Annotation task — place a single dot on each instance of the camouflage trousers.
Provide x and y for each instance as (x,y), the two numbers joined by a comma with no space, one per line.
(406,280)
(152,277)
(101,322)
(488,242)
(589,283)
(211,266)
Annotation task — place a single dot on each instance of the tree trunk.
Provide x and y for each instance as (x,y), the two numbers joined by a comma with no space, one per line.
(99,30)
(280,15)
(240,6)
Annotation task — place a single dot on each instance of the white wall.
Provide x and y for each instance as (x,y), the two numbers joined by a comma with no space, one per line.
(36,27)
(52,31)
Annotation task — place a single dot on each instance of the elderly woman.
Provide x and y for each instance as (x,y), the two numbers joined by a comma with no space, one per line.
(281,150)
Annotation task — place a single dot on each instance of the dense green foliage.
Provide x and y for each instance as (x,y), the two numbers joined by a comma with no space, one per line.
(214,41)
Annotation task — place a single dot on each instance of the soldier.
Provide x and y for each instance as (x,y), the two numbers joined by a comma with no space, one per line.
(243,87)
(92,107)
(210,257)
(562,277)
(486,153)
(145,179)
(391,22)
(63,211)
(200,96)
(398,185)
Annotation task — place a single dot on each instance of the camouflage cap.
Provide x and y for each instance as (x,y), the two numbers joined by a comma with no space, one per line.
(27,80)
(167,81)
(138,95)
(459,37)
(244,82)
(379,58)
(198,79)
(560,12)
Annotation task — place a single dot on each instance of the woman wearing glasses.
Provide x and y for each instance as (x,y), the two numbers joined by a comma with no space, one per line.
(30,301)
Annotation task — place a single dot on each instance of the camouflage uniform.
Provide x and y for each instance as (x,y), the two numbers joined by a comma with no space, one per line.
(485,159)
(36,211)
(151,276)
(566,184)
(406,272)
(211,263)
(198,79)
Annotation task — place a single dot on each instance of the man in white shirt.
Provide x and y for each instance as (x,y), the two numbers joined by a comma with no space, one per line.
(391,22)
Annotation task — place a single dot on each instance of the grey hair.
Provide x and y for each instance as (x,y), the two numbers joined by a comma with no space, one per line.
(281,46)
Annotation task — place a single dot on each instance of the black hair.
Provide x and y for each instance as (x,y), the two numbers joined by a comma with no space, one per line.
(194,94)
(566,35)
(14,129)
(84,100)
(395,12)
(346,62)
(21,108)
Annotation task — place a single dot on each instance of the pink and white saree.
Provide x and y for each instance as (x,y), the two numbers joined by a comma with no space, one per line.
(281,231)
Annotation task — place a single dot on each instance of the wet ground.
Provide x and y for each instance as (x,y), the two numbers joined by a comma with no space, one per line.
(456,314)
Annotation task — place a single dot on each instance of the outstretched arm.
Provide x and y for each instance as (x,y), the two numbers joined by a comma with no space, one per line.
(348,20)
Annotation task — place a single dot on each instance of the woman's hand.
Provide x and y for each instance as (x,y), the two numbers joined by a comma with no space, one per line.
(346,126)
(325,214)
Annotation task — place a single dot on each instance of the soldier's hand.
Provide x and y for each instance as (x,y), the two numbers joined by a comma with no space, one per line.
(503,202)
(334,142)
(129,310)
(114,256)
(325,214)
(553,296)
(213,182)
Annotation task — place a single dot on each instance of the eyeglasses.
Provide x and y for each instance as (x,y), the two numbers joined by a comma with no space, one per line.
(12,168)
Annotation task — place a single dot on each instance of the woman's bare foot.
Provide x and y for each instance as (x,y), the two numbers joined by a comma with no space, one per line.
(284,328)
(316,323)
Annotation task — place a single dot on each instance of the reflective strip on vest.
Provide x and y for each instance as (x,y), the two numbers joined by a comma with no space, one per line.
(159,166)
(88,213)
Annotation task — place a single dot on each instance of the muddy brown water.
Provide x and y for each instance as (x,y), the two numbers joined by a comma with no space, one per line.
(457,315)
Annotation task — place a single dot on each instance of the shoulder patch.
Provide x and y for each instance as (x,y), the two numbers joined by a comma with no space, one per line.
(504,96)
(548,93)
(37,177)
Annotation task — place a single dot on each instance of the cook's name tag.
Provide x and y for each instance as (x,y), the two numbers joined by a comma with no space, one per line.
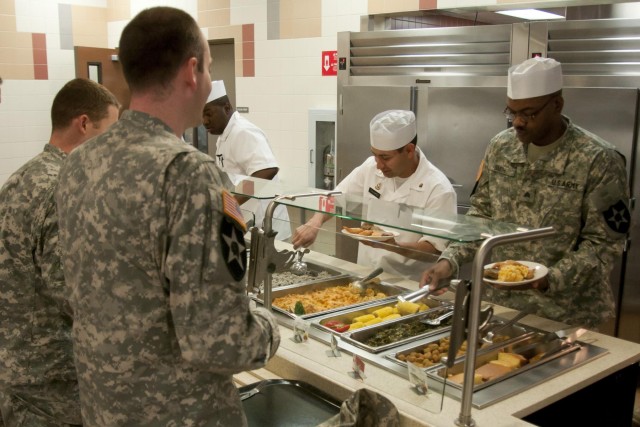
_ _ _ _
Task objective: Gather every line of the data above that contains the word "woman". Case counts.

Result of this exercise:
Annotation task — place a single dot on each instance of the elderly woman.
Annotation task — place a single dot on each instance of the woman wearing glasses.
Annotation task — place a single dot on each instance of the woman's hand.
Annotation task — place a single dot on each instance of the woman's bare foot.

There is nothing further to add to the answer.